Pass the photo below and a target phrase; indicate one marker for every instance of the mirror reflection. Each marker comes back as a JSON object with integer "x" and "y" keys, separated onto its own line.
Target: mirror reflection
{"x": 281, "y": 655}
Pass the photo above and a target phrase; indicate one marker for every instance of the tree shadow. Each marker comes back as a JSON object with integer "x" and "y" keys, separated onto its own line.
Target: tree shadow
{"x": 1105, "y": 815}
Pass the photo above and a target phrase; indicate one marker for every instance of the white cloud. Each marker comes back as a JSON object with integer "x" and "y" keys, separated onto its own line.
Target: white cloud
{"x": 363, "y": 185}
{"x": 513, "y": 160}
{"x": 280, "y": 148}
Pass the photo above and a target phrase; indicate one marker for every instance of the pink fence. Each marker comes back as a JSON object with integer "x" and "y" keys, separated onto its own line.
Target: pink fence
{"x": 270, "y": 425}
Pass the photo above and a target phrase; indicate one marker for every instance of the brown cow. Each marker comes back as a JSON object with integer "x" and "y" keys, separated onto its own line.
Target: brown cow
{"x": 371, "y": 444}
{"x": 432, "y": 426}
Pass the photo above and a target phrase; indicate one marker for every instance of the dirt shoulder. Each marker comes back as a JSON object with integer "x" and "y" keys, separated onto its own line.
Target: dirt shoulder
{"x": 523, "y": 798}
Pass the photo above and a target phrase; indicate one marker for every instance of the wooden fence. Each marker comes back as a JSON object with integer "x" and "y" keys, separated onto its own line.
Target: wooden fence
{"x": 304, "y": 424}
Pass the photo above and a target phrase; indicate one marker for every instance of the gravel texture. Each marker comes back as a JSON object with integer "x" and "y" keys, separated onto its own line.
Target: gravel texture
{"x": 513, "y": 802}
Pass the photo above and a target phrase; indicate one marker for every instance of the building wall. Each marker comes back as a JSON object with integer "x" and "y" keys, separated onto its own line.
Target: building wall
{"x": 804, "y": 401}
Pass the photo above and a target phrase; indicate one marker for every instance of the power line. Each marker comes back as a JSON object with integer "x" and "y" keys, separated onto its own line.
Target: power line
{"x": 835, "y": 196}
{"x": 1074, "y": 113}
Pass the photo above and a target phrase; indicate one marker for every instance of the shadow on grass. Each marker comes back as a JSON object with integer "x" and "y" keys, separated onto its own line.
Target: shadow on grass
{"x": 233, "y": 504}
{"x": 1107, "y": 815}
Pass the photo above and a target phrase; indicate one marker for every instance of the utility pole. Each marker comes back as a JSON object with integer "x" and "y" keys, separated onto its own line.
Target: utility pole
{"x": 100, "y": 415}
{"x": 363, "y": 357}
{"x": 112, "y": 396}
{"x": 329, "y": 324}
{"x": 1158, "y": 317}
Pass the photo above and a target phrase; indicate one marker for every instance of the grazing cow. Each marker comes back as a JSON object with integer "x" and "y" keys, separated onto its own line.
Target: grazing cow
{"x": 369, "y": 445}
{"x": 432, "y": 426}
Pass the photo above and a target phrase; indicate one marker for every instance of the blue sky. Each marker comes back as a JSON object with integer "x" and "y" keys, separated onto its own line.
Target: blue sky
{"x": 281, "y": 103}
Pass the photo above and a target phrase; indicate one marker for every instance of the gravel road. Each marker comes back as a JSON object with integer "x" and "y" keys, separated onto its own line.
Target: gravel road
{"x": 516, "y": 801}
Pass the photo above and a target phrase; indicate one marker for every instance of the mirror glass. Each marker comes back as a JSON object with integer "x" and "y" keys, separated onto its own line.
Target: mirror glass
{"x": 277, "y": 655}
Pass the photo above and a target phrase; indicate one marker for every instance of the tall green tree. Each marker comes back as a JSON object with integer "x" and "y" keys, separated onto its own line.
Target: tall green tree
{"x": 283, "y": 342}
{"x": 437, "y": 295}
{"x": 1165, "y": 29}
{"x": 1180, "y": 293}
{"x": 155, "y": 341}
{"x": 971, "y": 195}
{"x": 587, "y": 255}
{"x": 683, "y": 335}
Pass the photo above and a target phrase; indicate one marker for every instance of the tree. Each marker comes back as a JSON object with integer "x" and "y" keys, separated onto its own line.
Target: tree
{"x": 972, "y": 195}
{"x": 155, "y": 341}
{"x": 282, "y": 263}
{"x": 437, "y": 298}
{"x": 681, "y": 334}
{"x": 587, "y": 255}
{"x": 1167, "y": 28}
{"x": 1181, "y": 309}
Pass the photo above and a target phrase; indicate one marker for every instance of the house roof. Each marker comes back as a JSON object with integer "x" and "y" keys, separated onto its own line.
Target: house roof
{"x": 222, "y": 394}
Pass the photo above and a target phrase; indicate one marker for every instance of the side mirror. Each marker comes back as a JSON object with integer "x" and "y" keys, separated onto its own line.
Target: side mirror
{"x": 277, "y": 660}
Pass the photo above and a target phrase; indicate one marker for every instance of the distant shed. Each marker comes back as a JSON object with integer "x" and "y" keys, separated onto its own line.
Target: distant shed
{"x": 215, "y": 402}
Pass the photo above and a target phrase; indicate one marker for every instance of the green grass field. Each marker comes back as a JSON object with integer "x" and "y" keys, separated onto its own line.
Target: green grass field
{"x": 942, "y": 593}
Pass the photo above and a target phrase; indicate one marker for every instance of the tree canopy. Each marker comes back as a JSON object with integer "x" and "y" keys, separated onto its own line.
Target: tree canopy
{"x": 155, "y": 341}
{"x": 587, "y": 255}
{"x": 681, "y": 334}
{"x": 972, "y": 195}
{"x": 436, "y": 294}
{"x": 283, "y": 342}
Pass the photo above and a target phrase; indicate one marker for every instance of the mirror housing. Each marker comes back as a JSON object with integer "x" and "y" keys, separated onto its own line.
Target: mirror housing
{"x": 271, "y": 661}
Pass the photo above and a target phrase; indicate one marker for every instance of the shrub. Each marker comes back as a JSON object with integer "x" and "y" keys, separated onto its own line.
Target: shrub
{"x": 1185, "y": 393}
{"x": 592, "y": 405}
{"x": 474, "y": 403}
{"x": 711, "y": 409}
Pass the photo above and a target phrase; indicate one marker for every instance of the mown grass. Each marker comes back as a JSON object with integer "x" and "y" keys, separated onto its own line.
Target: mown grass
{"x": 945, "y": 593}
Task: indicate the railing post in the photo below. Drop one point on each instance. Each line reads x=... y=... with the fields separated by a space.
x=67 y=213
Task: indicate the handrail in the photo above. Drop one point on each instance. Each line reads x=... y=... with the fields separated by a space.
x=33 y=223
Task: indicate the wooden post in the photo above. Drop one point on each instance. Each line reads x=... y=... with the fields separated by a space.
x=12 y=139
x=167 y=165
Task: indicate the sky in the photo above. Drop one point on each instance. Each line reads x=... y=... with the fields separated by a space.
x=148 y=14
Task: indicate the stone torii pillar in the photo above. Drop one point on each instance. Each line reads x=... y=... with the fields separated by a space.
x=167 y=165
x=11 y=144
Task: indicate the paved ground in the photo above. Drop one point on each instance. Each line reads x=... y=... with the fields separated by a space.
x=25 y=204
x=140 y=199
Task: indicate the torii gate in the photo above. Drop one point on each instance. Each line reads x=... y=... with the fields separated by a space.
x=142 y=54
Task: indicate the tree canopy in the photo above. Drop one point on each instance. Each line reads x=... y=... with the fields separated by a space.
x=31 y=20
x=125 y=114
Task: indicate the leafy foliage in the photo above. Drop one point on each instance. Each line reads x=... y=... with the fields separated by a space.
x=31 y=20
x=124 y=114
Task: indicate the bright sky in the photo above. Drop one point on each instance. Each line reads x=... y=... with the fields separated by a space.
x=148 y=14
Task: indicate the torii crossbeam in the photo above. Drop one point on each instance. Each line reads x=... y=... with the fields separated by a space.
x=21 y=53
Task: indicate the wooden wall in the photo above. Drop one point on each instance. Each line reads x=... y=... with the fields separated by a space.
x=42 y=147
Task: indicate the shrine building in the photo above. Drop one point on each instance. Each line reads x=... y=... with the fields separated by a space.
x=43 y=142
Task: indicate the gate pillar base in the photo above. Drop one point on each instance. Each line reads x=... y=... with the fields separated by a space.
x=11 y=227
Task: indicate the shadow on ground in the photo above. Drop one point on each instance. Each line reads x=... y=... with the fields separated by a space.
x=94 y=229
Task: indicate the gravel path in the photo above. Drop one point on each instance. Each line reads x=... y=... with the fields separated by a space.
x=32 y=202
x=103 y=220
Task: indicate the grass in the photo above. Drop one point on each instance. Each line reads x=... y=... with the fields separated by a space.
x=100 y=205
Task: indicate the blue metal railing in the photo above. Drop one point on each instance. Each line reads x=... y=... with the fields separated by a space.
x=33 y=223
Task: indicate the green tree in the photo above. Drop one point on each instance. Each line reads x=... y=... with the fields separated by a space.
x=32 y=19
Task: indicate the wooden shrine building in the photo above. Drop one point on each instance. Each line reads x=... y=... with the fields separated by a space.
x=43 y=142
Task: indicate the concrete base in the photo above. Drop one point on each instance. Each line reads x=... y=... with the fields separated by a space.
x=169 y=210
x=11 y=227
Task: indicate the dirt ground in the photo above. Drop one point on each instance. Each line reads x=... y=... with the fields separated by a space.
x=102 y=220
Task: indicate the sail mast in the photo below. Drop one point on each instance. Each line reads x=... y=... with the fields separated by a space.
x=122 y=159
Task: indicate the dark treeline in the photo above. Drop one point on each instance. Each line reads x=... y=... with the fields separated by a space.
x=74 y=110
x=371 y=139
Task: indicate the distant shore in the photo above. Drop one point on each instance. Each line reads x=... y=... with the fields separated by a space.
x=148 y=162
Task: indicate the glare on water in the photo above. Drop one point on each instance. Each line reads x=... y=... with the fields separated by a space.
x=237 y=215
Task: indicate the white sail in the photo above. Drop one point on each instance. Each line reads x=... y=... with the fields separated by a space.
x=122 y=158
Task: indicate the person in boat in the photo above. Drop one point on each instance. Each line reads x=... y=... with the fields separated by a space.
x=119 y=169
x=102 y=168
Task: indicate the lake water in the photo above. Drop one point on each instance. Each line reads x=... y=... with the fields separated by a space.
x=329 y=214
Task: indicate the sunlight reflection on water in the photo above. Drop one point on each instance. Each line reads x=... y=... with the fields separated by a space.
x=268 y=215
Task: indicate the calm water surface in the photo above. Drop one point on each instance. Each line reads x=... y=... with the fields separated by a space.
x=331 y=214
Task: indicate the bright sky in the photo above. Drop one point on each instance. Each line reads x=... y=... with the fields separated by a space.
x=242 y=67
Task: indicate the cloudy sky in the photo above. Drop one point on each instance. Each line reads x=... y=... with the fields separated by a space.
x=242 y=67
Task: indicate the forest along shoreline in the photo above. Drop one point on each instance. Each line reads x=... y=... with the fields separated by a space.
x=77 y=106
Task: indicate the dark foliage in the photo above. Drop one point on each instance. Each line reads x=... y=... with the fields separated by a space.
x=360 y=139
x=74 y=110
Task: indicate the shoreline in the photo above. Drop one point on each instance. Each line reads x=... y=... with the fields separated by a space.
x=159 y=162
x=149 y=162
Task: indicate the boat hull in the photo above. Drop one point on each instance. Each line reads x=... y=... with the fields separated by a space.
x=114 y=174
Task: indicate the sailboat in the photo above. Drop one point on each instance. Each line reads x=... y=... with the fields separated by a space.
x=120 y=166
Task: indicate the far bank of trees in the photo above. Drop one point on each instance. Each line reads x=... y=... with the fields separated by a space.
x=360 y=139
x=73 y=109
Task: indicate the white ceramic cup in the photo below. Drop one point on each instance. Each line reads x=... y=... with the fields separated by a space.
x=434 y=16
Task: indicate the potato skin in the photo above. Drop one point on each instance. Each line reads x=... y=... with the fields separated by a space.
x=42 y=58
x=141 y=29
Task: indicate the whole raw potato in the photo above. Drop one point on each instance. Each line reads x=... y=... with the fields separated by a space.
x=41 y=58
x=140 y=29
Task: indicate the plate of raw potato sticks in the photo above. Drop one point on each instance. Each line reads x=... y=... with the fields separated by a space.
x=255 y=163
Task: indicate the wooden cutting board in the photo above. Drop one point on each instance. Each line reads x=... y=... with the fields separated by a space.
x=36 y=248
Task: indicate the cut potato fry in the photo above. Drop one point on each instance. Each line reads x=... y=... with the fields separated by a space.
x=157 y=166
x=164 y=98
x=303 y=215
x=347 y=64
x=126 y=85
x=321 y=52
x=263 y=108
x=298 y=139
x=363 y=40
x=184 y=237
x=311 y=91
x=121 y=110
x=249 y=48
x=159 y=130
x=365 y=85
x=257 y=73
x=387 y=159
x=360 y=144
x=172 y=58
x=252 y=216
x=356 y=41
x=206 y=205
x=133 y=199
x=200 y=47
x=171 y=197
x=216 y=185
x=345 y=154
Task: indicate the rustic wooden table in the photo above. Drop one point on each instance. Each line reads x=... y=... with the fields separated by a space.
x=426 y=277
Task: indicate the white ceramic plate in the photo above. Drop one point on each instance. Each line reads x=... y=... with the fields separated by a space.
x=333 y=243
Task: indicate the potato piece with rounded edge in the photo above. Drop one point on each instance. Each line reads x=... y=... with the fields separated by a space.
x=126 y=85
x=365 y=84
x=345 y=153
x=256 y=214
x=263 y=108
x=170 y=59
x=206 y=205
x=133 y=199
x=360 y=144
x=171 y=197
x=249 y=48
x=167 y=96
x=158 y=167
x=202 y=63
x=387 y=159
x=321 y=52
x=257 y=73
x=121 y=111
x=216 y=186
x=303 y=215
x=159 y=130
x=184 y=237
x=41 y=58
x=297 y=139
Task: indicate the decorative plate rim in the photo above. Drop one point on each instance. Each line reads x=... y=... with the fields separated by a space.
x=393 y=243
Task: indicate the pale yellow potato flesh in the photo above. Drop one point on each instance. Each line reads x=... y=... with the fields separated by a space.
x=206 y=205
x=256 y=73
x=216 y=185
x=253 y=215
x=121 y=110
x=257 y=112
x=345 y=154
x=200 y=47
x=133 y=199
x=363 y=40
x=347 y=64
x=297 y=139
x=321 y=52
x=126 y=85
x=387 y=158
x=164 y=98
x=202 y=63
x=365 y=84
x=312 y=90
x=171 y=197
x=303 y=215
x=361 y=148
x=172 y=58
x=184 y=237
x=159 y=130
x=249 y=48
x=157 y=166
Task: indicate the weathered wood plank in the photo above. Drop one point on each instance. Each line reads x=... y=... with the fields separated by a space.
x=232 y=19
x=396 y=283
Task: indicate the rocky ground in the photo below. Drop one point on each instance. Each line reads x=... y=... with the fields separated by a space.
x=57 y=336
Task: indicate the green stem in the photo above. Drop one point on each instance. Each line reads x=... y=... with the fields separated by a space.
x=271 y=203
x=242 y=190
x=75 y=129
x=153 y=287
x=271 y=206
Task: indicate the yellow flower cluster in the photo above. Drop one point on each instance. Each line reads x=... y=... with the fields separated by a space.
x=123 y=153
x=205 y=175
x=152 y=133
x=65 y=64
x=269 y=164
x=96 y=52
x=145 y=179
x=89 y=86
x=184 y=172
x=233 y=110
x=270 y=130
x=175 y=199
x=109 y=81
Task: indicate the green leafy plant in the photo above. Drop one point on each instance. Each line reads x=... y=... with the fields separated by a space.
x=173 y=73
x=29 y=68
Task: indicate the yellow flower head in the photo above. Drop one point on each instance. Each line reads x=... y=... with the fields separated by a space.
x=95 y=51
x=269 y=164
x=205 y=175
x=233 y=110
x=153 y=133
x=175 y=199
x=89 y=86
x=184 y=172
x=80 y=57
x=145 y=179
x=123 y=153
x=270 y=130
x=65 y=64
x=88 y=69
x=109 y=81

-----

Assigned task = The line with "Task: indicate the yellow flower cluster" marks where to start. Transcribe from there through the final line of the records, exactly and with nothing added.

Written solution =
Task: indicate the yellow flower cluster in the photo above. Drop one point on each instance. Each line reads x=... y=... with the fields separated by a space.
x=123 y=153
x=205 y=175
x=152 y=133
x=65 y=64
x=269 y=164
x=96 y=52
x=145 y=179
x=89 y=86
x=184 y=172
x=233 y=110
x=270 y=130
x=175 y=199
x=109 y=81
Task: indicate the green leafy plant in the photo above. Drop one point on each instance. Each line reads x=... y=... with the fields separated by a space.
x=173 y=73
x=29 y=68
Task: indicate the yellow flower head in the photo above. Drop one point on each instance. Each line reads x=... y=... with the fields separated by a space.
x=95 y=51
x=269 y=164
x=205 y=175
x=233 y=110
x=153 y=133
x=175 y=199
x=89 y=86
x=184 y=172
x=80 y=57
x=145 y=179
x=123 y=153
x=270 y=130
x=65 y=64
x=88 y=69
x=109 y=81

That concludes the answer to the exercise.